Given task 1 = Transcribe the Levenshtein distance notebook from "from nltk.tokenize import" to "string to other.".

In [1]:
import numpy as np
from nltk.corpus import stopwords
#nltk.download('stopwords')
from nltk.tokenize import word_tokenize

### Levenshtein Distance

Levenshtein Distance clearly explained in https://www.youtube.com/watch?v=MiqoA-yF-0M. 

The difference betwen 2 strings are calculated based on number of edit operations needed to change 1 string to other.

Posible Edit Operations: 1) remove 2) replace and 3) insert

In [2]:
# Base Function

# Function calculate Levenshtein Distance between 2 given strings
# input: String 1, String 2
# output: [no of edits, difference ratio]

def check_equality(str1, str2):
    rows = len(str1)
    cols = len(str2)
    
    #Create a matrix to hold no. of edits for each character of 2 given strings
    distance = np.zeros((rows, cols), dtype=int)

Given task 2 = In the records below, restate word for word the lines from the line with "target | red and blue life vest" to the line with "column 236, row 195".

[Stored items]

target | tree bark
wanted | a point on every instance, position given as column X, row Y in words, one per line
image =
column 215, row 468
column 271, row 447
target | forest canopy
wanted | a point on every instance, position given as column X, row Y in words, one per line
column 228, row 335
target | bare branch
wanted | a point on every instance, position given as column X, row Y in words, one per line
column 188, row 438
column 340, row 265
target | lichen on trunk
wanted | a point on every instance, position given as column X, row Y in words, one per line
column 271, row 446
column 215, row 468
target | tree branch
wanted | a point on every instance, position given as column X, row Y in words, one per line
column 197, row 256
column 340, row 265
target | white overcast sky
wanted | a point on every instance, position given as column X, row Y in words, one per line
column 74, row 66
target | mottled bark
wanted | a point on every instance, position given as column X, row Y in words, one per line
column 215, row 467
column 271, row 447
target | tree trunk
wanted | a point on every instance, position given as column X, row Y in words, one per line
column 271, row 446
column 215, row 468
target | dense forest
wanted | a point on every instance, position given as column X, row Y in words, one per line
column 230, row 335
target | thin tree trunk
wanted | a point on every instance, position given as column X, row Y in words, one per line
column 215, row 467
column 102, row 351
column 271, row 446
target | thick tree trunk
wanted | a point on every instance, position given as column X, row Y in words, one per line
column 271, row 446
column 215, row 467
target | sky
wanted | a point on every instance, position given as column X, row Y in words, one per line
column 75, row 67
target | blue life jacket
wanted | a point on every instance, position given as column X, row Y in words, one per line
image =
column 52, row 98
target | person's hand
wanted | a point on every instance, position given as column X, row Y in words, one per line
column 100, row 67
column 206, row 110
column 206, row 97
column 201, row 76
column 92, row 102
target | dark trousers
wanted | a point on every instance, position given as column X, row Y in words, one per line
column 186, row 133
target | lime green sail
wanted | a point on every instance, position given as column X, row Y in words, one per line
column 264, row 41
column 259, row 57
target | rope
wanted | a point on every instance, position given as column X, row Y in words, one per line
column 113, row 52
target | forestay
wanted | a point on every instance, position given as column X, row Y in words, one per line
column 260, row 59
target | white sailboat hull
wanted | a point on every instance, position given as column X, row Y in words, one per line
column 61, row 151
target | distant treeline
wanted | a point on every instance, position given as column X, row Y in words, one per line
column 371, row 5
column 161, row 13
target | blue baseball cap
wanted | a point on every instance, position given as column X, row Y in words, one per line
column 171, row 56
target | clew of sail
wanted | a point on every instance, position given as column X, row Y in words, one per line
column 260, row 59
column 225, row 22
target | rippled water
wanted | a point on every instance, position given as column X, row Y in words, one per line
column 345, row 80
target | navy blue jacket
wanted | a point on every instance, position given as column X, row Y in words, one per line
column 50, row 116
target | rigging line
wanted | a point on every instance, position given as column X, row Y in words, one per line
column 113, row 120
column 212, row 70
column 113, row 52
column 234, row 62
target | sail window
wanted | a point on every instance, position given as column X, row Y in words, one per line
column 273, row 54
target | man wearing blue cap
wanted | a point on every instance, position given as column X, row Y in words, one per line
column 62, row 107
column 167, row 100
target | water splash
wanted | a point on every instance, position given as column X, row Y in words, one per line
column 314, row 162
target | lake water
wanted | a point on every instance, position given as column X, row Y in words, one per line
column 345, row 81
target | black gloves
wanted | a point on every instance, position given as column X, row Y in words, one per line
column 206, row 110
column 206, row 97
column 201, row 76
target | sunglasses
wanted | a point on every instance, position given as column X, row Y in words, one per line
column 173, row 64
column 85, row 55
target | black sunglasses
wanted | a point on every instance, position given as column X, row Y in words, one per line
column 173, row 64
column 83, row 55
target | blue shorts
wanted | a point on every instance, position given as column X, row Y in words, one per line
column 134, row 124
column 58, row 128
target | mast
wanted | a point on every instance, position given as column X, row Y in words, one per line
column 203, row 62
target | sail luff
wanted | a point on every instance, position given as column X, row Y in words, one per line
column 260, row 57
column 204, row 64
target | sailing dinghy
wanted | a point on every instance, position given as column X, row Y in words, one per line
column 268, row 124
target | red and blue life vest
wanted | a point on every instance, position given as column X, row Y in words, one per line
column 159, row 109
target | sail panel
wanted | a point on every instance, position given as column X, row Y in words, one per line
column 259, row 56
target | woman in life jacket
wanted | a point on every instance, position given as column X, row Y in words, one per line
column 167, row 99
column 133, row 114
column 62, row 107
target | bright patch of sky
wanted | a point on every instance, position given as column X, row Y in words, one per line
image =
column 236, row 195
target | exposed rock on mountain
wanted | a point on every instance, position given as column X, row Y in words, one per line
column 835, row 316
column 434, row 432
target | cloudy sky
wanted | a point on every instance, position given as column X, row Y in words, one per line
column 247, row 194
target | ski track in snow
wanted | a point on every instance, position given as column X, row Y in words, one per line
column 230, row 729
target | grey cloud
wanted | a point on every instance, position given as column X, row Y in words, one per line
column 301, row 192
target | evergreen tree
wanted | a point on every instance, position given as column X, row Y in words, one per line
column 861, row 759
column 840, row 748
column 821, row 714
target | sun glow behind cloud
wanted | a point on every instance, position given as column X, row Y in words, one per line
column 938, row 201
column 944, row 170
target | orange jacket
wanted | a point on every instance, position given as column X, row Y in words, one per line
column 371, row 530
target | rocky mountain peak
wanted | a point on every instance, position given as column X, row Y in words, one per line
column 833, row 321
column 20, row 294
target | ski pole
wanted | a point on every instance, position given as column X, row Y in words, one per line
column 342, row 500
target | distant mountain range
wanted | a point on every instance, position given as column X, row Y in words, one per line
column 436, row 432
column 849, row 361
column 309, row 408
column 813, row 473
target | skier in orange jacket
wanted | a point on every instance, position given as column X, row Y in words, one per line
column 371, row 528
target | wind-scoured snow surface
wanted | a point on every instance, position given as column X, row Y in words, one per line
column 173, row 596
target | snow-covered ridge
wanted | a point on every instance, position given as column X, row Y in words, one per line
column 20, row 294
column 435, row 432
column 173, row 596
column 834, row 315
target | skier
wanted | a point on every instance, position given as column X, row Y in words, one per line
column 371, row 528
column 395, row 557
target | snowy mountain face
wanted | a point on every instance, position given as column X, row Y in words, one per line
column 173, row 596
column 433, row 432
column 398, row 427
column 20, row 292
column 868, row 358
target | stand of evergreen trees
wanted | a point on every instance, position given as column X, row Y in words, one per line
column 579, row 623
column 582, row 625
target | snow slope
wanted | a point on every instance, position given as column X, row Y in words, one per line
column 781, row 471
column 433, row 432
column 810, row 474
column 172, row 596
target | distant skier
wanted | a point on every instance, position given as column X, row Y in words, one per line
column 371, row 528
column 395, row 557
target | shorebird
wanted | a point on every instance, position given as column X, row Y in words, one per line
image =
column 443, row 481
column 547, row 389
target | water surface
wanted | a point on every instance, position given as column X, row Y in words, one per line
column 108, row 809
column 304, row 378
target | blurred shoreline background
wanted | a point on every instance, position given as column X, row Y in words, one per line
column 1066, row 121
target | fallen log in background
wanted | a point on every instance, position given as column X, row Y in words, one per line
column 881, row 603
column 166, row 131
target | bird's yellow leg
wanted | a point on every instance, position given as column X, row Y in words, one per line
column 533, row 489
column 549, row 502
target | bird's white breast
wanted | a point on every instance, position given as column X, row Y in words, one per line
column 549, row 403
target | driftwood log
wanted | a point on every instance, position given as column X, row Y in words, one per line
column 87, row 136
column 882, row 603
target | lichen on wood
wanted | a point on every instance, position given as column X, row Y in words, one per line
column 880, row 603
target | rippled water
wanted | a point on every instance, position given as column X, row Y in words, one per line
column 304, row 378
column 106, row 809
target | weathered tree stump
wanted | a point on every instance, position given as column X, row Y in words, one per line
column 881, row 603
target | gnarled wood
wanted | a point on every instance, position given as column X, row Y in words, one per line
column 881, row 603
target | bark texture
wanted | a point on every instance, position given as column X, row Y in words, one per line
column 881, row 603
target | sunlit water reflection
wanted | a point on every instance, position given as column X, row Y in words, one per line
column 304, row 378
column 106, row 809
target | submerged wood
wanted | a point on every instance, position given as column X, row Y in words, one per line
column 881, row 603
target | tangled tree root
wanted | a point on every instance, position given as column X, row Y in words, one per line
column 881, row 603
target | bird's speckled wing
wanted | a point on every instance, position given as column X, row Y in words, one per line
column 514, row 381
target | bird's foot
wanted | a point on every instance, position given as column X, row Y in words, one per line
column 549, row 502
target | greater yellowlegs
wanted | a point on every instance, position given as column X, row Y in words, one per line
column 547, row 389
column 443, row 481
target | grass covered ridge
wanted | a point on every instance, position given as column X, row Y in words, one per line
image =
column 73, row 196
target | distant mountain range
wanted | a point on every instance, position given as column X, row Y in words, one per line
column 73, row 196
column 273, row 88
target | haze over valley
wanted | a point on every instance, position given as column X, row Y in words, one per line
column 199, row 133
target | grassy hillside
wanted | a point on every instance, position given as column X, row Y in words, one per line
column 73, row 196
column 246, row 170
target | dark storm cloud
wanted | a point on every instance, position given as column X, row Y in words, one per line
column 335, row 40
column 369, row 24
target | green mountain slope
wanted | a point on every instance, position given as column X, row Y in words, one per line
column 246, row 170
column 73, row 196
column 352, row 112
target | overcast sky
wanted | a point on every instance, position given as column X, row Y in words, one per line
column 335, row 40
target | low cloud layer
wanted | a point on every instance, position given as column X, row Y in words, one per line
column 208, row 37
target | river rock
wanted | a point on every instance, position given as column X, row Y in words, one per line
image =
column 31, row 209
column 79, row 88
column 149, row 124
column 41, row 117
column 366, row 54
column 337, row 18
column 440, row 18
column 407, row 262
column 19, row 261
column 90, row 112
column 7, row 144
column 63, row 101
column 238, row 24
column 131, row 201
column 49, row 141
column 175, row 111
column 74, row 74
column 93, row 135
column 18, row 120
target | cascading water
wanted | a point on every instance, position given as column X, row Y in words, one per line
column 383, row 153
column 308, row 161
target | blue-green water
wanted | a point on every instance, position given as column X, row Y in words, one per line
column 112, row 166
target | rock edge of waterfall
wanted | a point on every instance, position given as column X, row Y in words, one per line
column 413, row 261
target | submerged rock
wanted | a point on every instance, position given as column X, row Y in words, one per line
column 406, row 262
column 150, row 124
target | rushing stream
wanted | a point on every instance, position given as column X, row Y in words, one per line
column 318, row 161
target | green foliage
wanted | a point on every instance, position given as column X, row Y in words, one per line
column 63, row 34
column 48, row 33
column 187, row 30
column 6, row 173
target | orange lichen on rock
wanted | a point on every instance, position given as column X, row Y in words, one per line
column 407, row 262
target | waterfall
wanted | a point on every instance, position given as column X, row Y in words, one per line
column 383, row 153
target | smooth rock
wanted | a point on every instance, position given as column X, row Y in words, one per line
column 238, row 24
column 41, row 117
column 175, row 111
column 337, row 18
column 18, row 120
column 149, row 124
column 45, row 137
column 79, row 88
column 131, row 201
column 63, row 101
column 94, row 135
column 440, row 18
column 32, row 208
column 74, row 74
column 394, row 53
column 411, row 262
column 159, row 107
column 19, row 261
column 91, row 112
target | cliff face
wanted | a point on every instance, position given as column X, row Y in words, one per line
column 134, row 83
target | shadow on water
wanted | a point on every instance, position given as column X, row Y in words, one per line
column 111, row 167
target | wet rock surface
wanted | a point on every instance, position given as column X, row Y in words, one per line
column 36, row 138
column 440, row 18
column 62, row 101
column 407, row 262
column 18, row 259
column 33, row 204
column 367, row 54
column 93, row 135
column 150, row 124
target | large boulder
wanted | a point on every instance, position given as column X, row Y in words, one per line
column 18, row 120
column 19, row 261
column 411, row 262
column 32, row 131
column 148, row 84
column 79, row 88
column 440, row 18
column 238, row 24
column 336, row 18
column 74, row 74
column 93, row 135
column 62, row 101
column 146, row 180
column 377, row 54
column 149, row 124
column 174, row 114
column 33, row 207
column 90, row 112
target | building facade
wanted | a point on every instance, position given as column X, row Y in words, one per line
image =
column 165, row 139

Full response 1 =
from nltk.tokenize import word_tokenize

### Levenshtein Distance

Levenshtein Distance clearly explained in https://www.youtube.com/watch?v=MiqoA-yF-0M. 

The difference betwen 2 strings are calculated based on number of edit operations needed to change 1 string to other.

Full response 2 =
target | red and blue life vest
wanted | a point on every instance, position given as column X, row Y in words, one per line
column 159, row 109
target | sail panel
wanted | a point on every instance, position given as column X, row Y in words, one per line
column 259, row 56
target | woman in life jacket
wanted | a point on every instance, position given as column X, row Y in words, one per line
column 167, row 99
column 133, row 114
column 62, row 107
target | bright patch of sky
wanted | a point on every instance, position given as column X, row Y in words, one per line
image =
column 236, row 195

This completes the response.